Prompt: The records below are to be copied word for word, with every picture left out.

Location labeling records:

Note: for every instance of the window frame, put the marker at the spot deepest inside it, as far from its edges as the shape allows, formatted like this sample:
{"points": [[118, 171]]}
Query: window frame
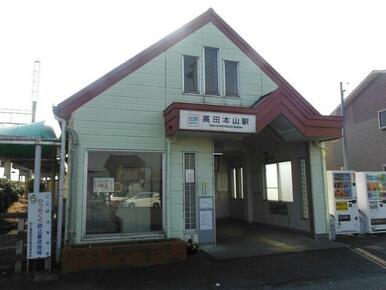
{"points": [[198, 58], [116, 237], [218, 72], [307, 193], [379, 119], [237, 75], [192, 230], [265, 193]]}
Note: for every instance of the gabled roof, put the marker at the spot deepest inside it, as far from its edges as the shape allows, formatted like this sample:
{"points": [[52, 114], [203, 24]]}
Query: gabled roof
{"points": [[355, 93], [65, 108]]}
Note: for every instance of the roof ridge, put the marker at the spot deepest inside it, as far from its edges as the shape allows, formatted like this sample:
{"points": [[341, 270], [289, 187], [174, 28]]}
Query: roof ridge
{"points": [[66, 107]]}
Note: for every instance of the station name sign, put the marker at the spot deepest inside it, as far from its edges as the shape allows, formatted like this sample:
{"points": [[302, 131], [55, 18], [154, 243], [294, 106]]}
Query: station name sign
{"points": [[217, 121]]}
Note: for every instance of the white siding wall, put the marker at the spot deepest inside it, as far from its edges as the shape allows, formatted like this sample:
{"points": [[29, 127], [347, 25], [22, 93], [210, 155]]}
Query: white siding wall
{"points": [[319, 192], [128, 116]]}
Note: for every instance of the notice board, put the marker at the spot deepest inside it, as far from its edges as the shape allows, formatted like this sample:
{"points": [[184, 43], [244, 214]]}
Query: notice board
{"points": [[39, 225], [206, 221]]}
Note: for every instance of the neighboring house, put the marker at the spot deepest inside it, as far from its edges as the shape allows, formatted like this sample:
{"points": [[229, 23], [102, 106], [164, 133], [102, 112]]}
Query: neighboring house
{"points": [[205, 122], [365, 127]]}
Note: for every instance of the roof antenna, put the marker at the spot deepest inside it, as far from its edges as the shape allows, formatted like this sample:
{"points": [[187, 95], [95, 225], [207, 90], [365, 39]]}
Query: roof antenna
{"points": [[35, 88]]}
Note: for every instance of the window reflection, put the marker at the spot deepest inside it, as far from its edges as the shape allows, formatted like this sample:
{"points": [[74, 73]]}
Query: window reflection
{"points": [[124, 192]]}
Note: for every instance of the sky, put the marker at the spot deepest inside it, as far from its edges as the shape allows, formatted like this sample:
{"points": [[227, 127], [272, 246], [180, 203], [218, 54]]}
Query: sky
{"points": [[313, 44]]}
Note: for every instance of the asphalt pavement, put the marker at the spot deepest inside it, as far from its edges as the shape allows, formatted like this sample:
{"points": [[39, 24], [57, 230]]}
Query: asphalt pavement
{"points": [[340, 268]]}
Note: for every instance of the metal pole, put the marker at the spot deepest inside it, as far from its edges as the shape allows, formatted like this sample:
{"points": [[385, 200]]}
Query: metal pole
{"points": [[344, 149], [61, 192], [38, 158]]}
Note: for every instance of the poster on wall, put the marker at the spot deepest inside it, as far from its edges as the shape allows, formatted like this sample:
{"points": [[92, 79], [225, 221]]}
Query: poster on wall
{"points": [[189, 175], [103, 184], [206, 220], [206, 203], [39, 225]]}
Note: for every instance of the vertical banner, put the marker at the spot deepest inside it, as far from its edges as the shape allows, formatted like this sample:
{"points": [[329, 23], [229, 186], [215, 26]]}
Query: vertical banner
{"points": [[39, 225]]}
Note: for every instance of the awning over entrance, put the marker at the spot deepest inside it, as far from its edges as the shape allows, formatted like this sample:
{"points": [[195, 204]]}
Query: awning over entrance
{"points": [[284, 112], [18, 144]]}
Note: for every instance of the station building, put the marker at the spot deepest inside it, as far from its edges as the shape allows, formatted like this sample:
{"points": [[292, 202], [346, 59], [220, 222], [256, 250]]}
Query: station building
{"points": [[196, 129]]}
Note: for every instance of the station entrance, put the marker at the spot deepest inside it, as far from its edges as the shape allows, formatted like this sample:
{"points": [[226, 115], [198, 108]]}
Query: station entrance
{"points": [[263, 193]]}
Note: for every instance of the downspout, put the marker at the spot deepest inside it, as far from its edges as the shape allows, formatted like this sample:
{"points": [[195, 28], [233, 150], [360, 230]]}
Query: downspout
{"points": [[70, 210], [61, 188], [322, 149], [169, 142]]}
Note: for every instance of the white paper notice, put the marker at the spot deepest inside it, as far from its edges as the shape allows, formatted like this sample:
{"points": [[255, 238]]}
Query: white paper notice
{"points": [[206, 220], [104, 184], [189, 175], [206, 203], [222, 182]]}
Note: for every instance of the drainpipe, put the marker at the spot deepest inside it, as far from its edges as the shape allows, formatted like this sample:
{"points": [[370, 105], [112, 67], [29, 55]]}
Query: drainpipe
{"points": [[169, 142], [61, 189], [322, 149], [70, 209]]}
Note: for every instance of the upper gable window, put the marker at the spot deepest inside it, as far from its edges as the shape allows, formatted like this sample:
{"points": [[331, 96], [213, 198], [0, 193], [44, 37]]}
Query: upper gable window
{"points": [[190, 74], [211, 71], [231, 78], [382, 119]]}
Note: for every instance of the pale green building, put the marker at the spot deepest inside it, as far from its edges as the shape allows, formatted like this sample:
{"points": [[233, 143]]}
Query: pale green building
{"points": [[198, 128]]}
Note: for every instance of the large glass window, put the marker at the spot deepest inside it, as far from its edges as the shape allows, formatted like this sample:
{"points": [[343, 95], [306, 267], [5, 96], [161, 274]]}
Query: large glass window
{"points": [[304, 189], [211, 71], [231, 78], [278, 180], [124, 192], [190, 191], [237, 183], [382, 119], [190, 74]]}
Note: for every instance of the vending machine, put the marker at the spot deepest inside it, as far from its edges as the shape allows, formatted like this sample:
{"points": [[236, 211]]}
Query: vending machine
{"points": [[372, 200], [343, 205]]}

Solution for this problem:
Note: for every instance of the window frame, put the marker at the spot deepest inside it, as far from its edges as the shape allows, formatted like this sample:
{"points": [[118, 171]]}
Query: window frame
{"points": [[198, 58], [116, 237], [218, 72], [307, 193], [379, 119], [237, 75], [192, 230], [265, 193]]}
Note: for every instance of the gabled roof, put the marker at the spot deepest inside it, as far from its edges as the shape allows, formatted like this sample:
{"points": [[52, 114], [203, 24]]}
Query: gabled roof
{"points": [[355, 93], [65, 108]]}
Note: for every instance of the roof ridge, put the marker at the spot deepest inside it, as far from its edges as the shape allows, formatted like this sample:
{"points": [[341, 270], [289, 187], [174, 28]]}
Query: roof ridge
{"points": [[66, 107]]}
Note: for every instance of the station name sign, put the marker at the spot deepest inside it, as far from its edges as the shape allows, formatted like this sample:
{"points": [[302, 131], [55, 18], [154, 243], [294, 106]]}
Query: station name sign
{"points": [[217, 121]]}
Note: for every instance of the white siding wall, put the marker at the spot deepest inside it, as far from its edges as the shape allows, formatted like this sample:
{"points": [[29, 127], [347, 25], [22, 93], [210, 155]]}
Query: white siding wall
{"points": [[319, 192], [128, 116]]}
Note: for every instance of the notice board, put the marker at the spot deepest inside it, as far from its edges as the shape allows, formatted like this sample:
{"points": [[184, 43], [244, 214]]}
Query: notice board
{"points": [[39, 225], [206, 221]]}
Note: for every instance of the neighboring house, put the marker at the spot deepest inside it, as far from its edges as the shape allows, formatted like this sample:
{"points": [[229, 23], [102, 106], [164, 133], [102, 112]]}
Query: neighboring house
{"points": [[205, 122], [365, 127]]}
Note: for every instance of the roof antenna, put the marker at the spot deepest inside it, as far from its edges as the shape allows, formatted like this sample:
{"points": [[187, 95], [95, 225], [207, 90], [365, 39]]}
Query: roof antenna
{"points": [[35, 88]]}
Note: for every instance of the window reflection, put the marker at the spot deepest inside it, as far from its edges as the shape allows, formatted like this sample:
{"points": [[74, 73]]}
Query: window reflection
{"points": [[124, 192]]}
Note: for every instance of the sky, put the marker at the spot deepest inside it, as far from its edges as the shape allows, formatted like this sample:
{"points": [[227, 127], [272, 246], [180, 203], [218, 54]]}
Query: sky
{"points": [[313, 44]]}
Note: for every instance of the asphalt pavement, put the marker at the spot deepest inside it, as far from its edges as the shape allows, formatted like this sample:
{"points": [[39, 24], [57, 230]]}
Query: asphalt pavement
{"points": [[340, 268]]}
Note: for every instance of the metal pole, put the marker at the spot deepest inside it, as far from its edges as the shape allows, formatted like this sample:
{"points": [[385, 200]]}
Query: metal pole
{"points": [[344, 149], [61, 192], [38, 158]]}
Note: for every instance of the poster on wall, put the marker at the spot deepest inside it, as far from its edges as the shape allows, formatted like this sample:
{"points": [[92, 79], [225, 221]]}
Query: poster on wall
{"points": [[189, 175], [103, 184], [206, 220], [206, 203], [39, 225]]}
Note: for every instance of the vertical banner, put the marker at the spot deepest inside it, as far from its edges as the shape allows, formatted like this sample:
{"points": [[329, 23], [229, 186], [215, 26]]}
Query: vertical banner
{"points": [[39, 225]]}
Note: for every instance of the awning over entrance, put the marker at the spot deepest inside it, as far from its edges as the shape allows, formatted like this sample:
{"points": [[195, 204]]}
Query: awning over entrance
{"points": [[284, 112], [18, 144]]}
Note: for every instance of the station building, put the marker at the spot deepest inside it, as far from its edges as the shape allows, formatted like this sample:
{"points": [[292, 202], [346, 59], [220, 222], [256, 250]]}
Query: station building
{"points": [[196, 129]]}
Note: for every instance of the station entrance, put the marker at the spot deepest inside it, as far from its edges as the shape allows, formatted like this sample:
{"points": [[226, 115], [198, 108]]}
Query: station entrance
{"points": [[263, 193]]}
Note: for every instance of the downspout, put the marker at the spot deepest inside it, as far from its edges as the shape allows, formatted like this sample:
{"points": [[195, 28], [233, 150], [360, 230]]}
Query: downspout
{"points": [[70, 210], [61, 188], [322, 149], [169, 142]]}
Note: for every instance of the white paper notice, put the marker at the spot deepest inside it, as far from its edges as the shape allows, formatted like this sample:
{"points": [[255, 238]]}
Query: white paper notice
{"points": [[206, 220], [104, 184], [189, 175], [206, 203], [222, 182]]}
Note: for every instance of the drainpipe, put the marker at the spot deepest inside it, as far from its edges as the shape allows, formatted like this sample:
{"points": [[370, 105], [112, 67], [29, 55]]}
Query: drainpipe
{"points": [[169, 142], [61, 189], [322, 149], [70, 209]]}
Note: for every instance of the upper gable window, put the marker at the spot deepest inside it, as far from its edges as the shape allows, formatted like this sample:
{"points": [[331, 96], [213, 198], [0, 193], [44, 37]]}
Query: upper gable window
{"points": [[190, 74], [211, 71], [231, 78], [382, 119]]}
Note: for every instance of the pale green building, put the marker at the spot deepest inside it, as far from its edges as the shape allows, formatted like this sample:
{"points": [[233, 143]]}
Query: pale green building
{"points": [[198, 128]]}
Note: for every instance of the large glass window, put the marker at the spot deepest inside it, as far from its edges as the shape allows, formatted like this sample:
{"points": [[343, 95], [306, 267], [5, 96], [161, 274]]}
Query: large glass window
{"points": [[304, 189], [211, 71], [231, 78], [278, 180], [124, 192], [190, 191], [237, 183], [382, 119], [190, 74]]}
Note: for every instance of the vending machine, put the marker at the spot deepest inside it, as far from its edges as the shape allows, formatted like this sample:
{"points": [[236, 211]]}
Query: vending machine
{"points": [[372, 200], [343, 205]]}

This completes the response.